### Assigned task 1:
In the light bar thread, how can the flash pattern be changed on the light that one poster has on an '11 Sierra 2500HD?

### Reading text:
^^^^^^^^^^^^^^^^

# '16 2500HD mini-light bar installation question



## JTBitter (Oct 7, 2003)

I have a 2016 2500 HD with plow prep so know the connection will be easy. What I'm unsure of is, with the light bars I've been looking at they all plug directly into the 12v outlet and have a bunch of different flash modes you can choose from. How would I hard wire this into the truck? Can I cut the 12v plug off and just connect to the hardwired connection via the 3rd brake like in the cab. I"m not so worried about not having the different modes, I just want to make sure that if I buy one of the mini-light bars with multiple modes, it will work with my truck.


----------



## dieselss (Jan 3, 2008)

Yes you can cut the end off and wire it to the trucks connection......I would personally add some type of connector to it instead of hard wiring it so you can easily remove it.
Just make sure you have your power and ground figures out


----------



## JTBitter (Oct 7, 2003)

Thank you! I figured it would work, just worried about the different modes and if that would affect anything.


----------



## leolkfrm (Mar 11, 2010)

should be a mode switch on lighter adapter, you would need another switch to change modes, otherwise it will be in default mode


----------



## DaBomb6988 (Sep 22, 2013)

https://www.fedsig.com/product/highlighter-led-pro This is what I have on my '11 Sierra 2500HD. You can change the flash pattern by waving a magnet over the corner of the light. So all ya need to do is wire it in.


----------



## chevyhauler (Oct 21, 2014)

I have LED strobes on the roof of my 11, hide a way LED's in the tail lights and soon to have a set on all the corners of my sander. All are powered by the stock plow prep package switch on the upper console. Basically I used the pattern select wire to select one that I liked, then sealed it all up. I didn't see myself wanting to change patterns regularly enough to warrant another switch.
Once you select a pattern, it will remember it, even after being powered off.
If you want to be able to change patterns after install, then you will need to install a momentary switch somewhere, like others have said.


----------

^^^^^^^^^^^^^^^^

### Dataset excerpts:

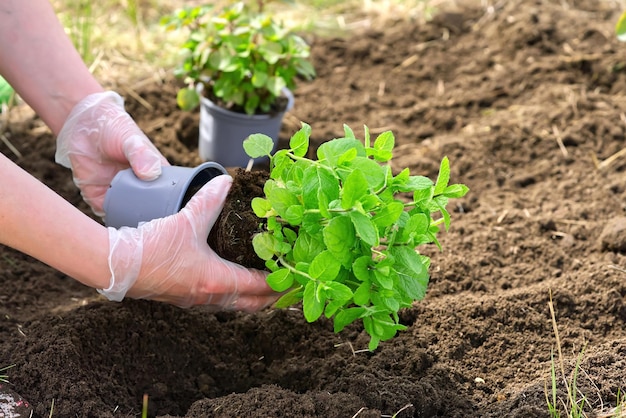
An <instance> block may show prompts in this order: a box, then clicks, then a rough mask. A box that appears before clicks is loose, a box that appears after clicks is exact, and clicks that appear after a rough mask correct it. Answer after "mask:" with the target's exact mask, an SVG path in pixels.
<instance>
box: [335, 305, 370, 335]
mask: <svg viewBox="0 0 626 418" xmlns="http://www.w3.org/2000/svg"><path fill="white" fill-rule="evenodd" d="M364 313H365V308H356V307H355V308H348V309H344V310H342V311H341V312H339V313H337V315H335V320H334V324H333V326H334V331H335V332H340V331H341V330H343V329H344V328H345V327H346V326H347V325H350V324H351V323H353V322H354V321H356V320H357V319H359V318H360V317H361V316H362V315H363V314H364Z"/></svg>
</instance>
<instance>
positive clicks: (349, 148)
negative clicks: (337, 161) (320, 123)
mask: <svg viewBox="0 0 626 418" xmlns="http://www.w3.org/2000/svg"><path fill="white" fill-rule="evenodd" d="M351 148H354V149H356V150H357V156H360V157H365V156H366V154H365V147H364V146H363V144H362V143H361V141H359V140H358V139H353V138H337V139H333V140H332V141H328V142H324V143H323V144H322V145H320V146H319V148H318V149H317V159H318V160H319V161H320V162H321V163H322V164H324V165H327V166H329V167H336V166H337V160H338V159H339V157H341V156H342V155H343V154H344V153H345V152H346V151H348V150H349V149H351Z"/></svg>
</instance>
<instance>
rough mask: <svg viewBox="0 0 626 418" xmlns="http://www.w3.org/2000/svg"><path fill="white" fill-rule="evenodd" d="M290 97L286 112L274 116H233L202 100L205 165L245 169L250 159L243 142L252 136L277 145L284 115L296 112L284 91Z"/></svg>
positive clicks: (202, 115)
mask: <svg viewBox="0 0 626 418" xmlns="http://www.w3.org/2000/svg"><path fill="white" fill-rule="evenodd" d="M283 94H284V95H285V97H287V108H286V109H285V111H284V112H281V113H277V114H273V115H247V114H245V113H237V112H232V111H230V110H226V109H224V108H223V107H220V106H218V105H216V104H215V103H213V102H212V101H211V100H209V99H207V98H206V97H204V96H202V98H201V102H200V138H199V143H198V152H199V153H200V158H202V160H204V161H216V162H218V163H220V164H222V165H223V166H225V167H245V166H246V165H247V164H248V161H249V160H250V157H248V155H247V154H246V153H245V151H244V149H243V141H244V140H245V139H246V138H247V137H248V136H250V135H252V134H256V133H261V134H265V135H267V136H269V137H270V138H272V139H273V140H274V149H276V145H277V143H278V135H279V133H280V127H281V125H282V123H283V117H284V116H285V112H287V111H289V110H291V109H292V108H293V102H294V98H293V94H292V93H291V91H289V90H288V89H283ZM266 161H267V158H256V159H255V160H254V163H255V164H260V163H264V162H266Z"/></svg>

^^^^^^^^^^^^^^^^

### Assigned task 2:
Change "rough mask" to "coarse mask" in the records from their start up to and including the line with "box: [335, 305, 370, 335]", and give back only those lines with everything else unchanged. Leave the pictures out.

### Task response 1:
By waving a magnet over the corner of the light.

### Task response 2:
An <instance> block may show prompts in this order: a box, then clicks, then a coarse mask. A box that appears before clicks is loose, a box that appears after clicks is exact, and clicks that appear after a coarse mask correct it. Answer after "mask:" with the target's exact mask, an SVG path in pixels.
<instance>
box: [335, 305, 370, 335]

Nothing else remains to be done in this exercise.